> **DO THIS**:
Can you replace "Practice step" with "Exercise" throughout the listing below, keeping everything else unchanged and leaving the pictures out?

> **RECORDS FOR THE TASK**:
..............................

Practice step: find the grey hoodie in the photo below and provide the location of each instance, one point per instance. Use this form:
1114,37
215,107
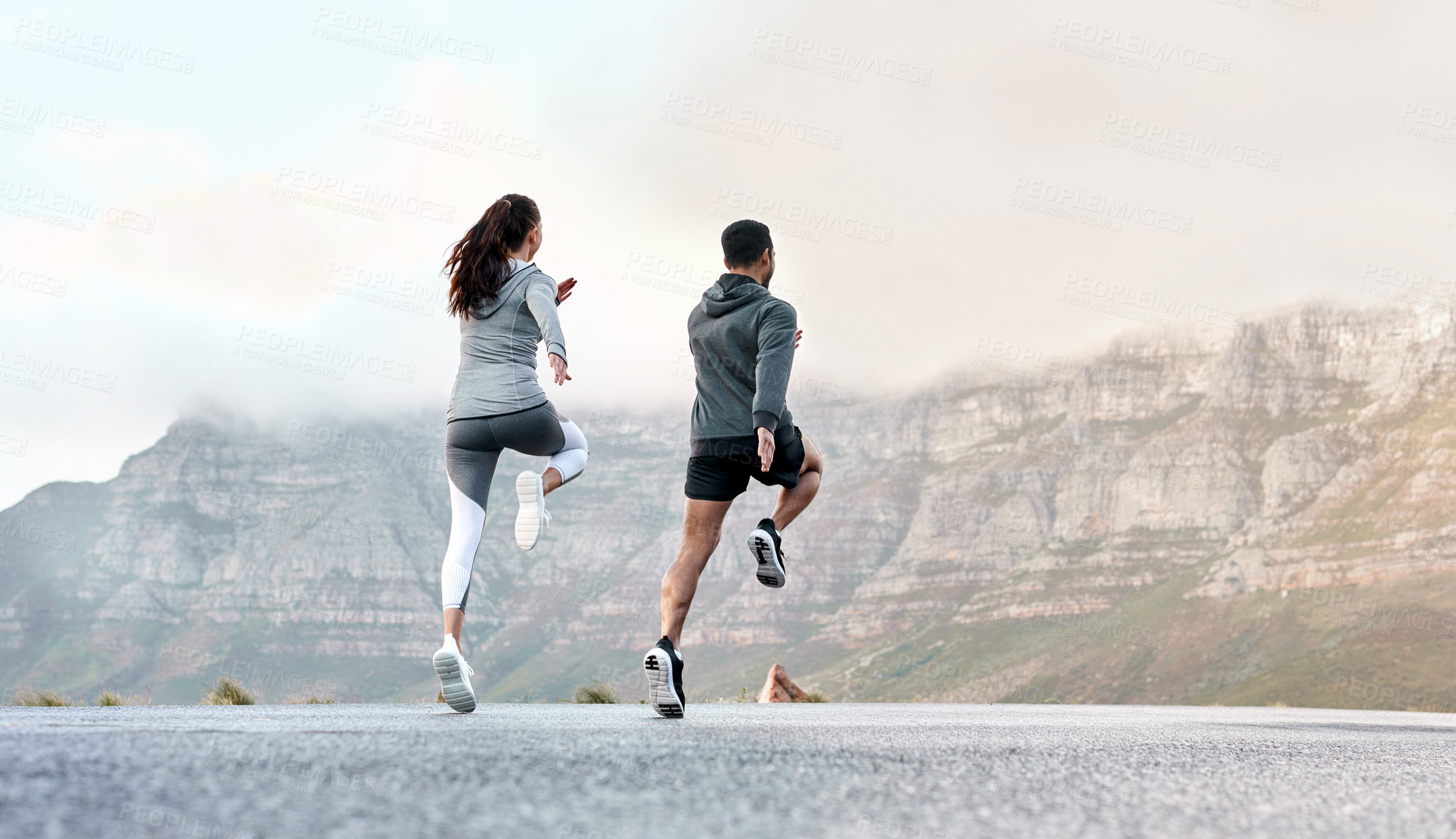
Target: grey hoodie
743,350
499,347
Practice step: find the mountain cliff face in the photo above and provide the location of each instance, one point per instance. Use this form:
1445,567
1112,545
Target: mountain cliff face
1243,516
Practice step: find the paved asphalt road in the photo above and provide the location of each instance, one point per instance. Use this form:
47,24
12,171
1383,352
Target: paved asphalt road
747,771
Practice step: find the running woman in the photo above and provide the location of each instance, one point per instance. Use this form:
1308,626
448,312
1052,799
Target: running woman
506,307
743,341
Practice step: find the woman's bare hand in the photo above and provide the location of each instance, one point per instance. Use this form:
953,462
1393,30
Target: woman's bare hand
558,366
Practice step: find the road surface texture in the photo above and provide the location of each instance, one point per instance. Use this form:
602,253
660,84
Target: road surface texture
746,771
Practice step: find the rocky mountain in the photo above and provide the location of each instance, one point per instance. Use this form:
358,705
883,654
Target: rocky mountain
1241,516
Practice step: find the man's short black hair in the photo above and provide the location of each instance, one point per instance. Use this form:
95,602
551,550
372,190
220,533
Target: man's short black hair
744,242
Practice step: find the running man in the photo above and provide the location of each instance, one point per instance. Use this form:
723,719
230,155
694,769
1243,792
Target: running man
743,341
506,307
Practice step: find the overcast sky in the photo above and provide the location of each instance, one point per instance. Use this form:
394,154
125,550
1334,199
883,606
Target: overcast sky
251,207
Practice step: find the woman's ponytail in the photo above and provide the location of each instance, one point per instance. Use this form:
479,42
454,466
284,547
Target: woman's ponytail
479,263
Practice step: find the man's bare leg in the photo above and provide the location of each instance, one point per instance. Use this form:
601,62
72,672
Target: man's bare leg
794,501
702,528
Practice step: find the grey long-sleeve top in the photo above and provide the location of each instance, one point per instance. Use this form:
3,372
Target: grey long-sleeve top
743,353
499,347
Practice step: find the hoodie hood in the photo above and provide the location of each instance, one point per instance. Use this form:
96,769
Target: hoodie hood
728,293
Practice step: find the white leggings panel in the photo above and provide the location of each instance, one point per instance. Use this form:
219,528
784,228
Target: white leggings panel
573,457
467,520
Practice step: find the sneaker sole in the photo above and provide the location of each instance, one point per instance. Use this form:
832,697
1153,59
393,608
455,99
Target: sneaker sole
771,570
452,685
529,518
660,683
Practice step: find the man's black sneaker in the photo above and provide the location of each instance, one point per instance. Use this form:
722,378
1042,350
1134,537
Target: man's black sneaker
664,679
765,547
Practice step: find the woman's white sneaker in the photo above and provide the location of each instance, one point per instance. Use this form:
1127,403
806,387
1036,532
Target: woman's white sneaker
531,518
455,678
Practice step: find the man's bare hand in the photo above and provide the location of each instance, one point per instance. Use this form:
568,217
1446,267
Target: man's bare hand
765,447
558,366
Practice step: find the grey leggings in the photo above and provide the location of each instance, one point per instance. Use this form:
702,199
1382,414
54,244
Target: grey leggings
472,449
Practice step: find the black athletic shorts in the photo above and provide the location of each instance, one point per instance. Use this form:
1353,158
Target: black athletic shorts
720,469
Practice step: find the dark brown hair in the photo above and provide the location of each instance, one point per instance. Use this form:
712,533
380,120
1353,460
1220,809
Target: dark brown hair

..............................

> **TASK RESULT**:
Exercise: find the grey hoodie in the photo below and provide the location of each instance, one point per instance. Use this form:
1114,37
215,107
Target: grey hoodie
743,350
499,347
Exercise: find the mountain cliff face in the photo above and provide the location of each instance, one point per instance. Use this form:
1445,567
1112,545
Target: mountain cliff face
1243,516
Exercise: find the paved asphalt road in the photo above and provide the location of each instance, one point per instance. Use this form:
47,24
12,171
1383,352
Target: paved asphalt road
747,771
Exercise: find the running woman in the photo above and provide the location of each instance, one point per instance. Use this form:
1308,626
448,312
1052,799
Target: running woman
506,307
743,341
Exercise: find the woman's bare hand in the photo above and provide the location of each instance, one point per instance. Use this form:
953,462
1393,30
Target: woman's bare hand
558,366
Exercise: find the road surface texture in the photo above and provide the location of each instance, one point per instance. Use this form:
602,253
660,84
Target: road surface texture
746,771
Exercise: find the rocky mountain in the photo above and provide the location of each instance, one point per instance. Use this form:
358,705
883,654
Target: rocky mountain
1241,516
Exercise: find the man's short black hair in the photo above and provide the location of each instance, one point per instance. Use this form:
95,602
551,550
372,190
220,533
Target: man's short black hair
744,242
Exercise: find the running man in the photo above and provide the location of each instance, one point per instance. Use this form:
723,719
230,155
694,769
1243,792
Target: running man
743,341
506,307
Exercise: find the overcast sky in the photo above and provide the location of each instance, one point per instance. Use this form:
394,154
125,550
1334,199
883,606
Target: overcast sky
251,207
Exercise: find the woman's ponytail in the photo above and provide the location of each instance, one point per instance. Use this form:
479,42
454,466
284,547
Target: woman's ponytail
479,263
Exercise: find the man's bare leg in the photo above and provide the location of each instance, one point per instance. Use this form:
601,62
72,672
Target: man's bare leg
794,501
702,528
Exercise: find the grey long-sleeve top in the photo above and provide the location of each instance, one point per instance. Use this form:
3,372
Target: grey long-sleeve top
743,353
499,347
Exercise: find the hoodie hood in the photo above and provide the location of each instance, one point per instance. Use this form:
96,769
Target: hoodie hood
728,293
Exercise: find the white leggings panel in the photo above and provide the location of each instance, one point per instance. Use this form:
219,528
784,228
Target: white leggings panel
573,457
467,520
Exercise: find the sneaker sole in the photo above and provide the location of each instance, one point per instance. Use this form:
832,697
1153,59
393,608
455,99
Target: sneaker sole
771,570
452,685
529,518
660,683
Exercise: find the man's black sneaker in the photo above and provide the location of each instance, one point per instance. Use this form:
722,378
1042,350
1134,537
Target: man's black sneaker
664,679
765,547
Exercise: find the woman's white sneaker in the photo above and provide the location of each instance, one point per instance. Use this form:
1127,403
806,387
1036,532
Target: woman's white sneaker
531,518
455,678
Exercise: find the man's bare hand in the photo above and provide the location of each instance, one point per instance. Use this form:
568,217
1446,267
Target: man's bare hand
765,447
558,366
Exercise: find the grey leggings in the photo above and provide the location of each instance, one point per instance. Use this form:
702,199
1382,414
54,244
Target: grey leggings
472,449
Exercise: find the black athletic shorts in the photo above and provide the location of each instance, one point per instance. Use this form:
1353,158
Target: black athletic shorts
720,469
Exercise: find the dark brown hair in the photo above and provide the location of each instance, one point per instance. Use this form:
712,533
380,120
1353,460
1220,809
Target: dark brown hair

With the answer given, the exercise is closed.